D’un côté, il y aura toujours des similitudes à partir du moment où c’est moi qui joue les deux personnages. À mon âge, je suis plutôt enclin de toute façon à jouer des pères de famille (sourire). Mais d’un autre côté, Walter White était beaucoup plus méthodique dans son entreprise. Il l’a planifiée, organisée, soupesée et y est allé volontairement. Le juge Desiato a agi instinctivement, il a dû prendre une décision immédiate, en une seconde, parce que la vie de son enfant en dépendait. C’est son odyssée à lui. Les méandres de cette histoire dramatique réservent leur lot de surprises, à la manière d’une montagne russe qui alterne émotions, anxiété, tristesse et ne peuvent être tributaires de ce qui a précédé. En ce qui me concerne, les racines d’un acteur sont relativement peu profondes, en ce sens qu’elles doivent pouvoir changer de terrain relativement facilement. Après plusieurs années de Breaking Bad, il a bien fallu les enlever de ce terreau dont elles s’étaient accommodées pour aller les replanter ailleurs, quitter cette relation intense pour aller en trouver d’autres. J’essaie davantage de trouver des différences entre les rôles que de m’attacher à leurs ressemblances. Depuis Breaking Bad, j’ai appris que je devais suivre mon désir d’aller vers des rôles exigeants, des histoires fortes qui résonnent à l’esprit du public et les animent.

En tant qu’acteur, quelle satisfaction tirez-vous à insuffler de la vie à des personnages aux prises avec de tels enjeux? Vous sentez-vous en résonance avec eux? Apprenez-vous quelque chose?

● Travail à faire
D'après l'extrait, pourquoi le juge Desiato a-t-il dû prendre une décision en une seconde ? La liste qui suit est un matériau distinct de l'extrait.

● Liste de données
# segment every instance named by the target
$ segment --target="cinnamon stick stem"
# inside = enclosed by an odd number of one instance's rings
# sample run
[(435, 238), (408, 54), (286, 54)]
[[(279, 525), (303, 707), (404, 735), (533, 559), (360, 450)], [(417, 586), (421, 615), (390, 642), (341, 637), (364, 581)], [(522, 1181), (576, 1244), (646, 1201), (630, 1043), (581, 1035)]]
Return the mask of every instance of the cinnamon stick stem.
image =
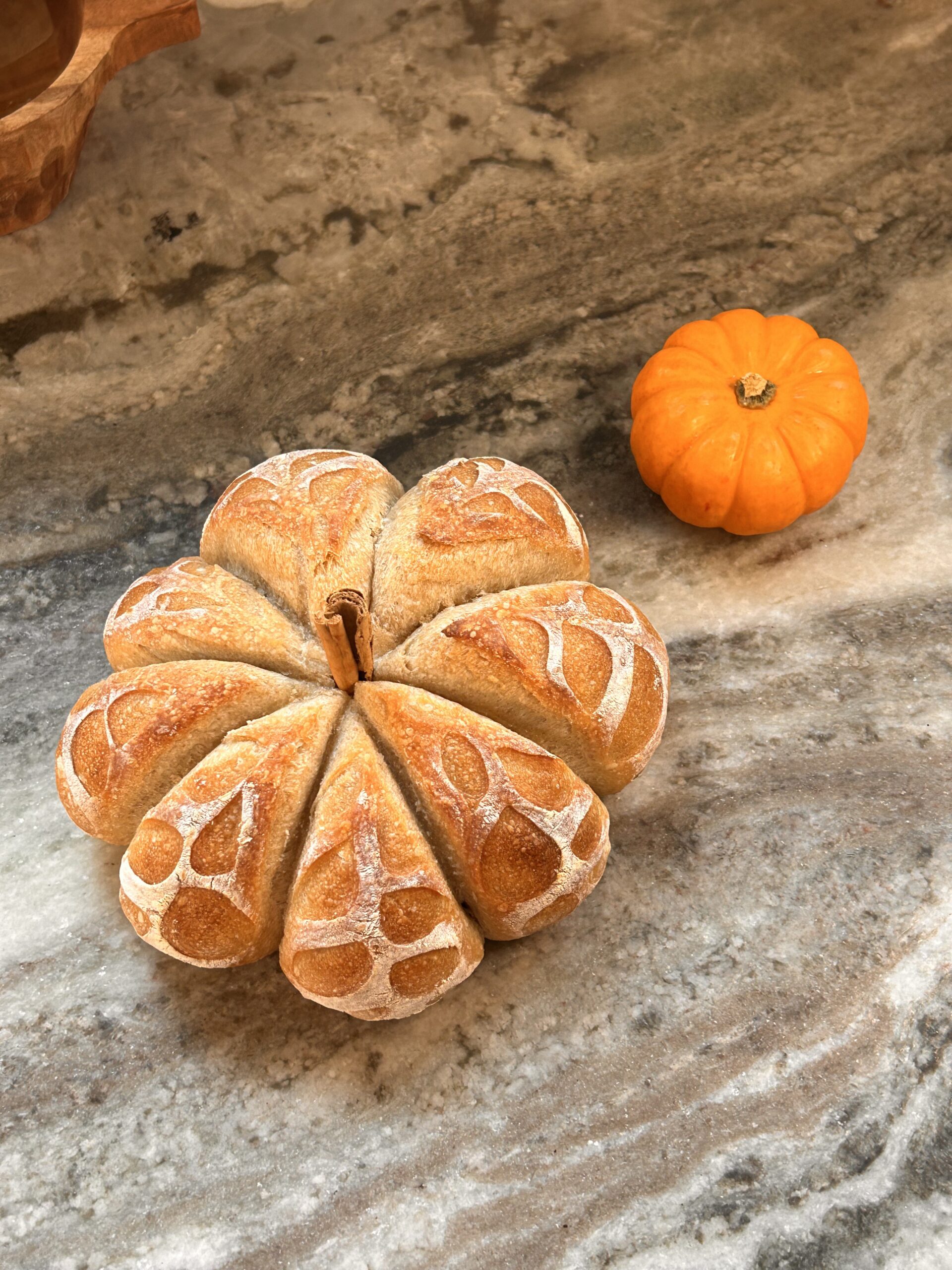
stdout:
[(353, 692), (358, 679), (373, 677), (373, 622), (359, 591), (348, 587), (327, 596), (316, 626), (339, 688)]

==

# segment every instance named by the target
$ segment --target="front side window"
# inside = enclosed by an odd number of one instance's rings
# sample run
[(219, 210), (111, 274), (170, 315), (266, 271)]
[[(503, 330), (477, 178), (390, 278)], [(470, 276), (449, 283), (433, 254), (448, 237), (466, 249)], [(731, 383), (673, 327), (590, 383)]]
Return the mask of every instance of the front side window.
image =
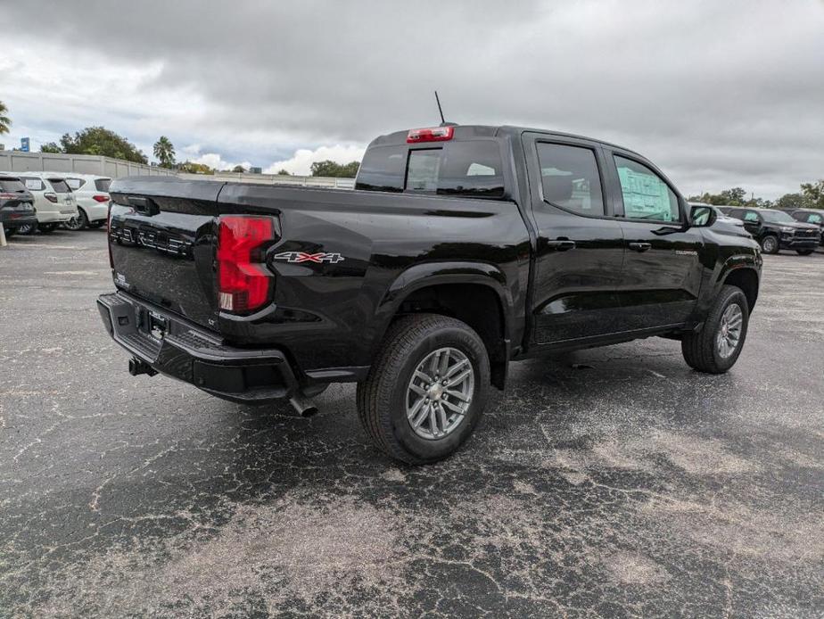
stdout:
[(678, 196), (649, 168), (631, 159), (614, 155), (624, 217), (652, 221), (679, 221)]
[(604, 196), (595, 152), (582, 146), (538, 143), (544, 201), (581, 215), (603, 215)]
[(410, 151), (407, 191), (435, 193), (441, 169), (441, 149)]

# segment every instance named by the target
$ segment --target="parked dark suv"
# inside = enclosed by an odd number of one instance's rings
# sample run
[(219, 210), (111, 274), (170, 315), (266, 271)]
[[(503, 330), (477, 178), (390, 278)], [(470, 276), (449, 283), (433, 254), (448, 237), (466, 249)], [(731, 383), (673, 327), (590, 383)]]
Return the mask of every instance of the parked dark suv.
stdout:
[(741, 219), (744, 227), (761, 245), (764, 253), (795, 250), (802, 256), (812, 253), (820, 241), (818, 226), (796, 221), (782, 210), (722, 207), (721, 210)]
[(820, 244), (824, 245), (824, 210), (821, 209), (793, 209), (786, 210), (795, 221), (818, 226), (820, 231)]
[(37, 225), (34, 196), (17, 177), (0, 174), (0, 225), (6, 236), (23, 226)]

==

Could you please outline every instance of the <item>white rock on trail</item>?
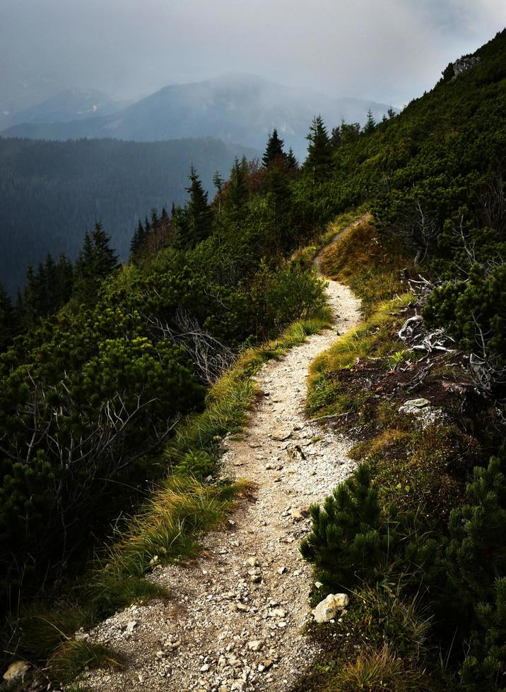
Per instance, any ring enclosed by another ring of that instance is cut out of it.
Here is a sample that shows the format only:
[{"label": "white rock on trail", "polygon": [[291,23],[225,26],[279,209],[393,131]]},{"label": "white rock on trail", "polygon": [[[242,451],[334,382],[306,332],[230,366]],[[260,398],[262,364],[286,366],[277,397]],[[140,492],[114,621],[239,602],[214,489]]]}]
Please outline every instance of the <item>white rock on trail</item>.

● Résultat de l'exercice
Parce que la vie de son enfant en dépendait.